* Extract:
BEGIN
HDL-C, high-density lipoprotein cholesterol; HOMA-IR, homeostatic model assessment–insulin resistance; LDL-C, low-density lipoprotein cholesterol; TG, triglyceride.
The effects of HFD and PE on liver TG and cholesterol content
As a major liver damage marker (21), alanine transaminase (ALT) was increased after HFD feeding, and it was significantly decreased only by high-dose PE (Fig. 1A). Since significant effects were exerted only by high-dose PE on serum TG and cholesterol levels, we chose only the high-dose PE-treated liver tissues for further analysis. Obviously, HFD increased liver weight, which was normalized by PE treatment (Fig. 1B). Hematoxylin-eosin (HE) staining revealed massive lipid accumulation in the HFD liver; this accumulation was eliminated by treatment with PE (Fig. 1D). HFD significantly increased liver TG (Fig. 1C) and cholesterol (Fig. 1E) contents, and these were effectively decreased by treatment with PE.

The effects of HFD and PE on SREBP-1c activation
Previous reports have indicated that SREBP-1c pathway activation may contribute to the progression of NAFLD. We, therefore, examined the involvement of the SREBP-1c pathway in HFD-induced NAFLD. Surprisingly, the SREBP-1c precursor protein was, indeed, increased by the HFD; whereas the mature form remained unaffected (Fig. 2A, B). The mRNA levels of SREBP-1c were increased; whereas its target genes FAS, ACC1, and SCD1 were decreased by the HFD (Fig. 2C). Moreover, when compared with the HFD group, the PE co-treated group exhibited significant decreases in all of these mRNA levels (Fig. 2C). In contrast, the HFD elicited no apparent effects on the lipid synthesis-related genes ATP citrate lyase (ACLY) and diacylglycerol acyltransferase (DGAT1, DGAT2), although it decreased GPAM mRNA levels (Fig. 2D). PE treatment significantly decreased ACLY and increased DGAT1 and DGAT2 mRNA levels (Fig. 2D).
END
* Source data:
BEGIN
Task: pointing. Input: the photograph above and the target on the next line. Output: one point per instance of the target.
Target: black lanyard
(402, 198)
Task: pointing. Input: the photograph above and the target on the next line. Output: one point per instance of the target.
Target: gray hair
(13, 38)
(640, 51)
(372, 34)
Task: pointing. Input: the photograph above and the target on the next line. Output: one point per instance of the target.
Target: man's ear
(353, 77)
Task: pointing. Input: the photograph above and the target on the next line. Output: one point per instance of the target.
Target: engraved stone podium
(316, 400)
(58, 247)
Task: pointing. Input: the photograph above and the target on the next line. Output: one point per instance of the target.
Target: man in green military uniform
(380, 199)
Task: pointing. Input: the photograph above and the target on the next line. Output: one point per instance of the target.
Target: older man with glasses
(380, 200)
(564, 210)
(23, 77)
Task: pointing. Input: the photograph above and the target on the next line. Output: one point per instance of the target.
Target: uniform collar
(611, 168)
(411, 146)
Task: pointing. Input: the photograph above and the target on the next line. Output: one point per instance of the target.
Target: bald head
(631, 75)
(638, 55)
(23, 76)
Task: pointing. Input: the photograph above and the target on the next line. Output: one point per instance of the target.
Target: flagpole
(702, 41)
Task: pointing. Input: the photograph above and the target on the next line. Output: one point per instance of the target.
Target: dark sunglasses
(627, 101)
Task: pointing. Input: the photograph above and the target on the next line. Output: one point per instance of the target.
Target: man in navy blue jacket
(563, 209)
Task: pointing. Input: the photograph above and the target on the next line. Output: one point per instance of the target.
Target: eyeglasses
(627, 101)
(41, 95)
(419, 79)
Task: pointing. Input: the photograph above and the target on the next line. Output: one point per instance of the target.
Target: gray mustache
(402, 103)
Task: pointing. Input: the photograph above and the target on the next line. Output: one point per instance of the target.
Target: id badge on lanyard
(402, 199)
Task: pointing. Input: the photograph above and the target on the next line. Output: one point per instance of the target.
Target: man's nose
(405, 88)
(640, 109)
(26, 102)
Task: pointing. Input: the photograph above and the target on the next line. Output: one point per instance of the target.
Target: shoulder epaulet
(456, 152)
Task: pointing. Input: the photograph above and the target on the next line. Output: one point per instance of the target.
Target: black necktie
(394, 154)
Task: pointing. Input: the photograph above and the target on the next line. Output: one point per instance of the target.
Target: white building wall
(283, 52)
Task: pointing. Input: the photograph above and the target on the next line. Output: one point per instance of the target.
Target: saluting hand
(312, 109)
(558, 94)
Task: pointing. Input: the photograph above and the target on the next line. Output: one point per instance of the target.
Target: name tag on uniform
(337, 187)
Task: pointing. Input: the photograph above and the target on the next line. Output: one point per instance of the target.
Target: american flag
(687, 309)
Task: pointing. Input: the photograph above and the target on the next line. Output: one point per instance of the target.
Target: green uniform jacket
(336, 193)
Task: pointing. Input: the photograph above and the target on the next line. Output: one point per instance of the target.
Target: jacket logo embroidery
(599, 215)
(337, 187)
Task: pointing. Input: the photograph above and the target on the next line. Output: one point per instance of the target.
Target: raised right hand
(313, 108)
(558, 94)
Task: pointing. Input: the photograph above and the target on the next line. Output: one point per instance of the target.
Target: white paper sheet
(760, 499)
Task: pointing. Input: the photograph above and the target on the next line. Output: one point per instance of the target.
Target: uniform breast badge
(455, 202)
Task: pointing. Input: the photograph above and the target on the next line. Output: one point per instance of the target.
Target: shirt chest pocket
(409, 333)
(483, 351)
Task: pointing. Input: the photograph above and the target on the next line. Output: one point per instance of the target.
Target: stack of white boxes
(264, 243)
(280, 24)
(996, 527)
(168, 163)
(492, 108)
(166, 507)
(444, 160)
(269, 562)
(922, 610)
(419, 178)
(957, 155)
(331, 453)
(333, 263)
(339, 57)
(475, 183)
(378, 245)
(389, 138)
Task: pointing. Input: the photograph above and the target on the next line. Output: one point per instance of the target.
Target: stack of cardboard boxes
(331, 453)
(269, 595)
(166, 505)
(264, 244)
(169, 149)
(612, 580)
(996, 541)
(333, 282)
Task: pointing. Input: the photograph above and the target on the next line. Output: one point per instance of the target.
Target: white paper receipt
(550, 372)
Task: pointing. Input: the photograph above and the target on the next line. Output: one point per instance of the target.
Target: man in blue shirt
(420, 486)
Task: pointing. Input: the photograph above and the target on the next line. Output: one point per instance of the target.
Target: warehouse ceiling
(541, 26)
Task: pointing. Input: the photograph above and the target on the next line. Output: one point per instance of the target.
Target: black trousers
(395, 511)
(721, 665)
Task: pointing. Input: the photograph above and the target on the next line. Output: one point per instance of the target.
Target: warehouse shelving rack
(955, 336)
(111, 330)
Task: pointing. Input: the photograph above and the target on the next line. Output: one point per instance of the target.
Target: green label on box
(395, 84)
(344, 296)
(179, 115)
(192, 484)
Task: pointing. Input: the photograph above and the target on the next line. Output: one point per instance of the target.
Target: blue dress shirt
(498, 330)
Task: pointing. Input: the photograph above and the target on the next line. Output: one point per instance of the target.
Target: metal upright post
END
* What the task asks: Revise the part of the high-fat-diet liver text that opens with the words containing "The effects of HFD and PE on liver" and closes with "treatment with PE.", replacing "alanine transaminase" with "alanine aminotransferase".

* Written response:
The effects of HFD and PE on liver TG and cholesterol content
As a major liver damage marker (21), alanine aminotransferase (ALT) was increased after HFD feeding, and it was significantly decreased only by high-dose PE (Fig. 1A). Since significant effects were exerted only by high-dose PE on serum TG and cholesterol levels, we chose only the high-dose PE-treated liver tissues for further analysis. Obviously, HFD increased liver weight, which was normalized by PE treatment (Fig. 1B). Hematoxylin-eosin (HE) staining revealed massive lipid accumulation in the HFD liver; this accumulation was eliminated by treatment with PE (Fig. 1D). HFD significantly increased liver TG (Fig. 1C) and cholesterol (Fig. 1E) contents, and these were effectively decreased by treatment with PE.